Short exercise 1:
Answer these about the eigendecomposition text:
(a) What expression defines the skew-symmetric generator Ω?
(b) How many major and minor points does the referee report list?
(c) On which manifold is the framework extended to top-k eigentracking?
Short exercise 2: Please reproduce the eigendecomposition text word for word from "Editorial analysis" to "the trace-free signal.".

We study eigendecomposition on $SO(n)$ under streaming observations $C_k = C_{\mathrm{sig}} + \sigma_k^2 I + E_k$, where the isotropic background $\sigma_k^2 I$ may be time-varying and arbitrarily large. Standard algorithms couple their stability to $\lVert C_k \rVert_2 \approx \sigma^2$, forcing step sizes, contraction rates, and iteration counts to degrade with the noise floor. We observe that $\sigma^2 I$ lies in the center of the matrix algebra and therefore *should never enter* the eigenspace dynamics. We construct a discrete double-bracket flow whose skew-symmetric generator $\Omega = [A, \operatorname{diag}(A)]$ operates in the tangent Lie algebra $\mathfrak{so}(n)$, where scalar multiples of the identity vanish by antisymmetry. The resulting trajectory, Lyapunov function, and maximal stable step size $\eta_{\max} = 1/L_C$ depend exclusively on the trace-free signal $C_e$ -- achieving pointwise, pathwise $\sigma^2$-invariance. We establish input-to-state stability with a noise ball governed solely by trace-free perturbations, prove global convergence via strict-saddle geometry and a discrete {\L}ojasiewicz argument, and extend the framework to top-$k$ eigentracking on the Stiefel manifold $\operatorname{St}(k,n)$ at cost $k$ matrix-vector products per step.

Editorial analysis

A structured set of objections, weighed in public.

Desk editor's note, referee report, simulated authors' rebuttal, and a circularity audit. Tearing a paper down is the easy half of reading it; the pith above is the substance, this is the friction.

Desk Editor's Note private letter to a colleague

The paper's core move is a discrete double-bracket flow on SO(n) whose skew-symmetric generator cancels isotropic noise exactly, so dynamics and step sizes depend only on the trace-free signal.

read the letter

The main takeaway is that this discrete flow achieves pointwise and pathwise invariance to additive isotropic noise. By choosing the generator Ω = [A, diag(A)] with A = Q^T C_k Q, the commutator kills any multiple of the identity because scalar matrices commute with everything. The trajectory, the off-diagonal Frobenius Lyapunov function, and the Lipschitz bound L_C used for η_max = 1/L_C therefore depend only on the trace-free part C_e. This is a direct algebraic consequence rather than an approximation or fitted trick.

Referee Report

2 major / 2 minor

Summary. The manuscript proposes a discrete double-bracket flow on SO(n) for eigendecomposition under streaming covariances C_k = C_sig + σ_k² I + E_k. The skew-symmetric generator is defined as Ω = [A, diag(A)] with A = Q^T C_k Q; because scalar matrices commute to zero under the Lie bracket, the resulting trajectory, off-diagonal Frobenius Lyapunov function, and maximal stable step size η_max = 1/L_C depend only on the trace-free component C_e. The authors assert global convergence from strict-saddle geometry together with a discrete Łojasiewicz inequality, input-to-state stability with respect to trace-free perturbations alone, and an extension to top-k tracking on the Stiefel manifold St(k,n).

Raw data:
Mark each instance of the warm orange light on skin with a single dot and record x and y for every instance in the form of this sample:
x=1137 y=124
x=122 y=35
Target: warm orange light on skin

Correct response 1:
(a) Ω = [A, diag(A)]
(b) 2 major and 2 minor
(c) The Stiefel manifold St(k,n)

Correct response 2:
Editorial analysis

A structured set of objections, weighed in public.

Desk editor's note, referee report, simulated authors' rebuttal, and a circularity audit. Tearing a paper down is the easy half of reading it; the pith above is the substance, this is the friction.

Desk Editor's Note private letter to a colleague

The paper's core move is a discrete double-bracket flow on SO(n) whose skew-symmetric generator cancels isotropic noise exactly, so dynamics and step sizes depend only on the trace-free signal.